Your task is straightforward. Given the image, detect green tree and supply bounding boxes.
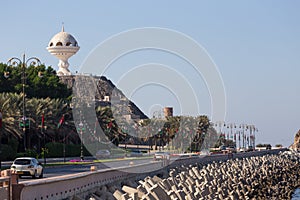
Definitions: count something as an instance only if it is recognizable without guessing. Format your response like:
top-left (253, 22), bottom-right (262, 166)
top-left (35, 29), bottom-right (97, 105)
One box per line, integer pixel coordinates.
top-left (0, 63), bottom-right (72, 99)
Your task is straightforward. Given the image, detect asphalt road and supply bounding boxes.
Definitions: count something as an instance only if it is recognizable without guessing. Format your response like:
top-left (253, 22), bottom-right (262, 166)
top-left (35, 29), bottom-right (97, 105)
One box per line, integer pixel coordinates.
top-left (19, 158), bottom-right (153, 183)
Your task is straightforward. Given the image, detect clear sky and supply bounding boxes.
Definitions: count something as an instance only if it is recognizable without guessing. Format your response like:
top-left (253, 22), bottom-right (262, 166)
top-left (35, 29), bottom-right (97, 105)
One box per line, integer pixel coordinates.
top-left (0, 0), bottom-right (300, 146)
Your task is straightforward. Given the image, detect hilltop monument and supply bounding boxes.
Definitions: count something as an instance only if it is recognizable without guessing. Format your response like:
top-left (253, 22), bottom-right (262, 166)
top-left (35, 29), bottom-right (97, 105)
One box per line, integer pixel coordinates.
top-left (47, 26), bottom-right (80, 76)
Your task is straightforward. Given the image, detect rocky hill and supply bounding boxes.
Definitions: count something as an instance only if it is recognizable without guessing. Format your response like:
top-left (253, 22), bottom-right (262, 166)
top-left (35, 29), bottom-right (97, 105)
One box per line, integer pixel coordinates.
top-left (60, 75), bottom-right (148, 119)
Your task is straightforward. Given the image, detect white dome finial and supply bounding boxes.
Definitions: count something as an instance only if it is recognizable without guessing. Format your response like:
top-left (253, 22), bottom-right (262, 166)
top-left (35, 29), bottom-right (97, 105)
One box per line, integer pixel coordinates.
top-left (47, 24), bottom-right (80, 76)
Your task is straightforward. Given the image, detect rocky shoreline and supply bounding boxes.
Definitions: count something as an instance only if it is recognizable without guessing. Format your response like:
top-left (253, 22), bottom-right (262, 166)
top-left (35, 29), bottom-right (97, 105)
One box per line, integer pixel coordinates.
top-left (89, 151), bottom-right (300, 200)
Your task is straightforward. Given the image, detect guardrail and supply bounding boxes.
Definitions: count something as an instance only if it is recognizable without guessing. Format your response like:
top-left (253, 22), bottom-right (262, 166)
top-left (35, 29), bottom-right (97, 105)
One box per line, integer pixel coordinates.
top-left (13, 162), bottom-right (162, 200)
top-left (11, 149), bottom-right (284, 200)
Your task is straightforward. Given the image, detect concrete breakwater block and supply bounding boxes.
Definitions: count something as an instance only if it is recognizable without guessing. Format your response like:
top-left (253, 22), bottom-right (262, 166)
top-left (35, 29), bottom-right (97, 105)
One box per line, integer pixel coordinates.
top-left (88, 150), bottom-right (300, 200)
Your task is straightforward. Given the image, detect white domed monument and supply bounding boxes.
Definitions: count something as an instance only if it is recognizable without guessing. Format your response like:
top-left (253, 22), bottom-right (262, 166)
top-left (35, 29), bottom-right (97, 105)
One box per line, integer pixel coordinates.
top-left (47, 26), bottom-right (80, 76)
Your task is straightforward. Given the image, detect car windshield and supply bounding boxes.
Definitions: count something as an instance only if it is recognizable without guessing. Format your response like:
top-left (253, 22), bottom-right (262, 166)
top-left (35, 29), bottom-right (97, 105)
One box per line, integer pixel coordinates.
top-left (14, 159), bottom-right (30, 165)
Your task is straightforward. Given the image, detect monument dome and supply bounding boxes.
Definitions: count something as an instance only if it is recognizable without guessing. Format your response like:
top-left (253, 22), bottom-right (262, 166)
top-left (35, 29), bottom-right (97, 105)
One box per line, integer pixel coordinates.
top-left (47, 27), bottom-right (80, 76)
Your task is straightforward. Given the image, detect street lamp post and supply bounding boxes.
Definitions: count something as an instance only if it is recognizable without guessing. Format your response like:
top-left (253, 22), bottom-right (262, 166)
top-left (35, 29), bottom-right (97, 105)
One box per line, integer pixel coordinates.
top-left (78, 121), bottom-right (84, 161)
top-left (4, 53), bottom-right (42, 151)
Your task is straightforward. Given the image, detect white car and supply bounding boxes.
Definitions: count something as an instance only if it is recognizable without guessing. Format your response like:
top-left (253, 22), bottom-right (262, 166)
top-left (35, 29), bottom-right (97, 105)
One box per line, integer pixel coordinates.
top-left (10, 157), bottom-right (44, 178)
top-left (153, 151), bottom-right (170, 160)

------------------------------------

WHAT THIS TASK INVOLVES:
Render all of the data above as a two-column CSV with the headers instruction and response, one row per instruction: put its full text under instruction and its answer under response, each in a single quoted field with line breaks replaced by spaces. Leave the pictures out.

WRITTEN SOLUTION:
instruction,response
"Your task is straightforward. Given the image, detect green tree and supply bounding boxes. Definitions: count something as an instance only if it is recognizable without guessing. Format your response like: top-left (253, 22), bottom-right (262, 166) top-left (35, 29), bottom-right (97, 105) One box per line, integer pixel coordinates.","top-left (0, 63), bottom-right (72, 99)"
"Your task is straightforward. Given the image, detect asphalt road and supply bounding boxes. Definitions: count something as an instance only if it is recognizable without guessing. Format your response like: top-left (253, 22), bottom-right (262, 166) top-left (35, 29), bottom-right (97, 105) One box per line, integer pixel coordinates.","top-left (19, 158), bottom-right (153, 183)"
"Your task is straightforward. Given the image, detect clear sky and supply bounding boxes. Definitions: count something as an instance only if it is recognizable without guessing. Format your response like: top-left (253, 22), bottom-right (262, 166) top-left (35, 29), bottom-right (97, 105) One box per line, integer pixel coordinates.","top-left (0, 0), bottom-right (300, 146)"
"Your task is straightforward. Given the image, detect hilltop monument and supply bounding boxes. Definitions: count something as an instance only if it is recognizable without guessing. Format your response like: top-left (253, 22), bottom-right (262, 166) top-left (35, 29), bottom-right (97, 105) One box per line, integer pixel coordinates.","top-left (47, 26), bottom-right (80, 76)"
"Your task is straightforward. Given the image, detect rocky hill and supply bounding boxes. Definitions: count something as an instance only if it is recognizable without guessing. Format your response like: top-left (253, 22), bottom-right (262, 166) top-left (35, 29), bottom-right (97, 105) One box per line, integer pixel coordinates.","top-left (60, 75), bottom-right (148, 119)"
"Your task is straightforward. Given the image, detect white dome finial and supply bounding boxes. Definitions: count something as an instance only if it is recognizable without guessing. Format your response like: top-left (253, 22), bottom-right (262, 166) top-left (35, 29), bottom-right (97, 105) One box per line, integer pixel coordinates.","top-left (47, 24), bottom-right (80, 76)"
"Your task is straightforward. Given the image, detect rocky shoreline and supply bounding boxes. Definitions: count something as an instance only if it is recognizable without guessing. Format your response like: top-left (253, 22), bottom-right (262, 166) top-left (35, 29), bottom-right (97, 105) One box per line, integer pixel coordinates.","top-left (89, 151), bottom-right (300, 200)"
"Your task is straightforward. Given the image, detect guardrail and supply bounding boxes. Definitions: count something as an instance only if it is recognizable without guessing. Format your response like: top-left (253, 22), bottom-right (262, 166) top-left (35, 29), bottom-right (97, 105) One box per line, integer pixel coordinates.","top-left (13, 162), bottom-right (162, 200) top-left (11, 149), bottom-right (284, 200)"
"Your task is straightforward. Given the image, detect concrete breakwater block and supply bounding boxes. Definitions: count something as an instance only if it is recognizable without guessing. Format your response like: top-left (253, 22), bottom-right (262, 166) top-left (35, 29), bottom-right (97, 105) One box per line, integer pixel coordinates.","top-left (88, 150), bottom-right (300, 200)"
"Your task is straightforward. Given the image, detect white domed monument and supply bounding boxes. Definitions: count something as an instance only if it is recognizable without guessing. Format your response like: top-left (253, 22), bottom-right (262, 166) top-left (35, 29), bottom-right (97, 105) One box per line, integer pixel coordinates.","top-left (47, 26), bottom-right (80, 76)"
"Your task is straightforward. Given the image, detect car windshield and supply bounding boxes. Definitions: count something as an instance only if it is recognizable without guessing. Format your response like: top-left (253, 22), bottom-right (262, 166) top-left (35, 29), bottom-right (97, 105) One box per line, integer pixel coordinates.","top-left (14, 159), bottom-right (30, 165)"
"Your task is straightforward. Given the image, detect monument dome and supply bounding boxes. Definitions: count something as an instance only if it is recognizable without guessing. Format your response like: top-left (253, 22), bottom-right (262, 166) top-left (35, 29), bottom-right (97, 105) One box per line, integer pixel coordinates.","top-left (47, 27), bottom-right (80, 76)"
"Your task is straightforward. Given the image, detect street lamp post and supply bounding boxes. Definitions: count something as an instance only if it is recognizable without guessing. Format your response like: top-left (253, 22), bottom-right (262, 166) top-left (35, 29), bottom-right (97, 105) One box per line, integer pixel coordinates.","top-left (78, 121), bottom-right (84, 161) top-left (4, 53), bottom-right (42, 151)"
"Your task is straightforward. Given the image, detect white car and supply bounding boxes. Definitions: count something as an instance only if it is recognizable without guessing. Format your response like: top-left (253, 22), bottom-right (262, 166) top-left (35, 29), bottom-right (97, 105) One box per line, integer pixel coordinates.","top-left (10, 157), bottom-right (44, 178) top-left (153, 151), bottom-right (170, 160)"